* TASK OBJECTIVE
Up to and including the line with "positive clicks: (516, 790)", output the records exactly as they appear.

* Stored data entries
——————————
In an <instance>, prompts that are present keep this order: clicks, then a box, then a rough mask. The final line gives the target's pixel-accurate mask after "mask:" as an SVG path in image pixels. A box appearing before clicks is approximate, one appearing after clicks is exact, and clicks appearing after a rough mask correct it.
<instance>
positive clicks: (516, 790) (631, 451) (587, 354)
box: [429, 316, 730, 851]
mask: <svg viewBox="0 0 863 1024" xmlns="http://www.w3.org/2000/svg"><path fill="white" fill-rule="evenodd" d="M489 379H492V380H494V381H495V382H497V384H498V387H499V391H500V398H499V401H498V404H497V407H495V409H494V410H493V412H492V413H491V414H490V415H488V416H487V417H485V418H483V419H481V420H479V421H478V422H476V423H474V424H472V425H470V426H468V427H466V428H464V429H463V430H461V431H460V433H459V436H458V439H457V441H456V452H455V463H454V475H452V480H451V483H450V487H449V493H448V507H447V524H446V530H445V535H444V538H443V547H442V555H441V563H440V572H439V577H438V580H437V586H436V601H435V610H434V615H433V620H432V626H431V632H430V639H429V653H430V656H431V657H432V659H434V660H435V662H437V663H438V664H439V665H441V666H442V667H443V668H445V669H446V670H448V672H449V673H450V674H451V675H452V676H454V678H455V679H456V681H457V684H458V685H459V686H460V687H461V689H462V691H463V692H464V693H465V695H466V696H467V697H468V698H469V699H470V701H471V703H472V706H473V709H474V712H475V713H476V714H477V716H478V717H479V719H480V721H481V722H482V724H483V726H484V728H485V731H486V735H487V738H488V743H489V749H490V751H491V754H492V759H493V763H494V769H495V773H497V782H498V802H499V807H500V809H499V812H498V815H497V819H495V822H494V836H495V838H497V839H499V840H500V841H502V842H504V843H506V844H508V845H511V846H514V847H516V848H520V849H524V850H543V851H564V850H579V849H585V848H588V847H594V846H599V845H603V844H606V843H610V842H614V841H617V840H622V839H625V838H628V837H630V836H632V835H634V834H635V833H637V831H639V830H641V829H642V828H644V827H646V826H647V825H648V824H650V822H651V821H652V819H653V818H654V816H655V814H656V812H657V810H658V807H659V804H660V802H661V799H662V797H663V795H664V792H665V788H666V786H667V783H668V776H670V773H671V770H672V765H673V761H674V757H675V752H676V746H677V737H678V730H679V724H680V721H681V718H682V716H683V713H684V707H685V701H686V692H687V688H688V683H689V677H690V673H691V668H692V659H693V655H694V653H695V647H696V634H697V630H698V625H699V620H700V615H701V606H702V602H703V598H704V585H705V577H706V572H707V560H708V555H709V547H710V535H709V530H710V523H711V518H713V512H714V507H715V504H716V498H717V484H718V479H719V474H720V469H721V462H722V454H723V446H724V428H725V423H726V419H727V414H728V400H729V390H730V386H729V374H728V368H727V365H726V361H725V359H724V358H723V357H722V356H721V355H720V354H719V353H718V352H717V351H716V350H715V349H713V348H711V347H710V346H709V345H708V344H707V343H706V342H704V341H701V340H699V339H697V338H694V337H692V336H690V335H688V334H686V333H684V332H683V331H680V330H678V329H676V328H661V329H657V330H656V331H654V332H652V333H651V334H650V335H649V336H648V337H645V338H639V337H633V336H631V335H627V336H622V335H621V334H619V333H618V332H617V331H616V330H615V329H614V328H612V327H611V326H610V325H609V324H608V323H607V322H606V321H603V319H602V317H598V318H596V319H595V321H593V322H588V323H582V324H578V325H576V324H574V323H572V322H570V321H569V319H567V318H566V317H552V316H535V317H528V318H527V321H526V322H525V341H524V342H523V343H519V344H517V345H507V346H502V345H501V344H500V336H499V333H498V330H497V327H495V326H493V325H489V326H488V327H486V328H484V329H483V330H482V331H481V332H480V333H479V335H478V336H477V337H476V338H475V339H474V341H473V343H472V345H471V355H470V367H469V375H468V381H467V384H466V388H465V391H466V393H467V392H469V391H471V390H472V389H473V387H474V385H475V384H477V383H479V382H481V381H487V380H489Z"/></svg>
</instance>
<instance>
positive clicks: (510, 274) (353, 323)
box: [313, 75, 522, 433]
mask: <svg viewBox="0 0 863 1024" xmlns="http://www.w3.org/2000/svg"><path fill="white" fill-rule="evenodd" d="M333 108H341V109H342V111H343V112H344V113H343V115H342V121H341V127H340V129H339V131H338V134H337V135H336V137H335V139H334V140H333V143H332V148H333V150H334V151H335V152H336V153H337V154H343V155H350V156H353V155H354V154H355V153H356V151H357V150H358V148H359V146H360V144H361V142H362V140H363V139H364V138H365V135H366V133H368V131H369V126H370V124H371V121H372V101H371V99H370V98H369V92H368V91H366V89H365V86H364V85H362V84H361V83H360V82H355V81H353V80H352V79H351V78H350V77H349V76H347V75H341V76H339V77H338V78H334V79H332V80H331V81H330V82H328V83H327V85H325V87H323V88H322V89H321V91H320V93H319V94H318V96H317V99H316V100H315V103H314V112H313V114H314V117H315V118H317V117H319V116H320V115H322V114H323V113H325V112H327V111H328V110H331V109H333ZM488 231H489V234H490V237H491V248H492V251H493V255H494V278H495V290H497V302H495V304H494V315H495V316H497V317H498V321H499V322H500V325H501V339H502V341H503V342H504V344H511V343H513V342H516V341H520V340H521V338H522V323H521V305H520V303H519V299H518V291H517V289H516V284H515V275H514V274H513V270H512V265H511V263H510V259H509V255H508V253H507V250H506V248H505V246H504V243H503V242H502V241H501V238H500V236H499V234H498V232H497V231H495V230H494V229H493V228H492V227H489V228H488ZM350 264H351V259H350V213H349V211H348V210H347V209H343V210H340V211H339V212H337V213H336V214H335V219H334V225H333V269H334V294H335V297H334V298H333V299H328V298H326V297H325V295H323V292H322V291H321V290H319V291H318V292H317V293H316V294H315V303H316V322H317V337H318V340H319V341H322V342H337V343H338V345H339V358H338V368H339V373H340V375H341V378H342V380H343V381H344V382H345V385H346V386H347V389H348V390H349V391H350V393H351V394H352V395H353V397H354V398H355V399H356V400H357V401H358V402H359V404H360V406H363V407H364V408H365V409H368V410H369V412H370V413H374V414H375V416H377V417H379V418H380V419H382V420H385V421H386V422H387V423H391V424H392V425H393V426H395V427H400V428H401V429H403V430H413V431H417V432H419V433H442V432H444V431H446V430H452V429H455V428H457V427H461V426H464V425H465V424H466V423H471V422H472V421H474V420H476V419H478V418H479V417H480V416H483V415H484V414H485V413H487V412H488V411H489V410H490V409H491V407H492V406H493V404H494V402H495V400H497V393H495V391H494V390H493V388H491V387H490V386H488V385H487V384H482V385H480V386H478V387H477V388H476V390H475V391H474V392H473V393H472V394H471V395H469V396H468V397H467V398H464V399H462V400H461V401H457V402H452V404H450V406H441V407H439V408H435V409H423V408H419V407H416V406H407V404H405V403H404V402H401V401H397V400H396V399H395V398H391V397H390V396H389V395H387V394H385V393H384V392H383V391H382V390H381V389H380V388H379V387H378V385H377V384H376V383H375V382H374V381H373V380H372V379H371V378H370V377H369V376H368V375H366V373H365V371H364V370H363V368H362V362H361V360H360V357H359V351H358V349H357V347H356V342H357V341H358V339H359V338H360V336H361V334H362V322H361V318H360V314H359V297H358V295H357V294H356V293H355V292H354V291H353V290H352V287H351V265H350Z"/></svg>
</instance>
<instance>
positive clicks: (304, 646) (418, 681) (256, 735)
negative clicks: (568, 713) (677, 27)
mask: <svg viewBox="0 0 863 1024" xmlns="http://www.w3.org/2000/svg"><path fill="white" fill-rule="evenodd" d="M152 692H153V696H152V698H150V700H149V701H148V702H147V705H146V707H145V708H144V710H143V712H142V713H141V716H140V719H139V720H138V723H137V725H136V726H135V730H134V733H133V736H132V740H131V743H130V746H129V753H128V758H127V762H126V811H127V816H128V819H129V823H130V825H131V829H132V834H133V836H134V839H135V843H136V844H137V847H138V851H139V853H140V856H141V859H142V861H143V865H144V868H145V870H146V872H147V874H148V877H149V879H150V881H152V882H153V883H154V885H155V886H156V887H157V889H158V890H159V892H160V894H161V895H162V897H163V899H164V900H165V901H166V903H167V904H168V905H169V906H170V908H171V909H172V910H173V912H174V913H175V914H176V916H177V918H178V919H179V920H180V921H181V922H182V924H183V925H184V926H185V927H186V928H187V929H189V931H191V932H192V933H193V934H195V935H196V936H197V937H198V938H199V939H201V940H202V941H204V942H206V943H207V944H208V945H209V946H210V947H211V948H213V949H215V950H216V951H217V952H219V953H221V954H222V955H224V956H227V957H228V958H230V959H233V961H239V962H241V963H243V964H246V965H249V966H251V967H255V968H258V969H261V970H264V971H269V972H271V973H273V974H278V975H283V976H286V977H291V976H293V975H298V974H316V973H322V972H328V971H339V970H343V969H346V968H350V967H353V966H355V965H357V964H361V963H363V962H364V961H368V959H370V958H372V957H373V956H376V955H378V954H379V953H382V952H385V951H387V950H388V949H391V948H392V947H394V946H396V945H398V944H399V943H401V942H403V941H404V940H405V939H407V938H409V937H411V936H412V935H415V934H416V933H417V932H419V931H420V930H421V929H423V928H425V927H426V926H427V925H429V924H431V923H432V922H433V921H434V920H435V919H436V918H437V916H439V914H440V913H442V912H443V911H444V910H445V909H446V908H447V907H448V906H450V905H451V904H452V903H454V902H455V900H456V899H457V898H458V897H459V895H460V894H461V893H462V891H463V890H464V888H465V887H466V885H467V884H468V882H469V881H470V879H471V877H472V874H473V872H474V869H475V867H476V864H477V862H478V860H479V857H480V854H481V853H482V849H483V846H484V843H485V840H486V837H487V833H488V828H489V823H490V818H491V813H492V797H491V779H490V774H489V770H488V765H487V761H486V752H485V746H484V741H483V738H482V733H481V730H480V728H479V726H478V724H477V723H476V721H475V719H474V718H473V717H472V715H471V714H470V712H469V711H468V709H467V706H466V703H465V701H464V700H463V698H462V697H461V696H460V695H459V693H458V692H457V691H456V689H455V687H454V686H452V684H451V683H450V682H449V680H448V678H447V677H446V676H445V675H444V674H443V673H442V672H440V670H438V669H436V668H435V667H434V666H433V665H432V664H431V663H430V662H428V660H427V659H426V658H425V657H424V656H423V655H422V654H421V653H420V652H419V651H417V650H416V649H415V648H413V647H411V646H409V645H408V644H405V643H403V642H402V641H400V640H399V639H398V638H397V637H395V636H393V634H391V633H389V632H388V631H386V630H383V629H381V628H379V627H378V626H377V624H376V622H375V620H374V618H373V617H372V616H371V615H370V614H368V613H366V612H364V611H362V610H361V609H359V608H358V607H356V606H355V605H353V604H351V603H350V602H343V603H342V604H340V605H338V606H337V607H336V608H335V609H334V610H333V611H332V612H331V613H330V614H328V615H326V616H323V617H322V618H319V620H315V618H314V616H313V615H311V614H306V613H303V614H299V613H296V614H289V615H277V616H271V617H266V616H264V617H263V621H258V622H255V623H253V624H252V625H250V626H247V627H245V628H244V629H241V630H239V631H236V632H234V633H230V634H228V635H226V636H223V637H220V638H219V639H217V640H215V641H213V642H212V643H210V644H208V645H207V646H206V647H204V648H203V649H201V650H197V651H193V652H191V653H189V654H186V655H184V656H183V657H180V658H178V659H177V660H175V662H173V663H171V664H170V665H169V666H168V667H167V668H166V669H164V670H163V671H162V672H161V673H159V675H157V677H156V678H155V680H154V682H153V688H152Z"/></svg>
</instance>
——————————
* YOUR SOLUTION
In an <instance>, prompts that are present keep this order: clicks, then a box, then a rough mask. The final line gives the target's pixel-accurate mask after "mask:" as an SVG path in image pixels. A box appearing before clicks is approximate, one appearing after clicks is exact, and clicks appearing after a rough mask correct it.
<instance>
positive clicks: (516, 790) (631, 451) (587, 354)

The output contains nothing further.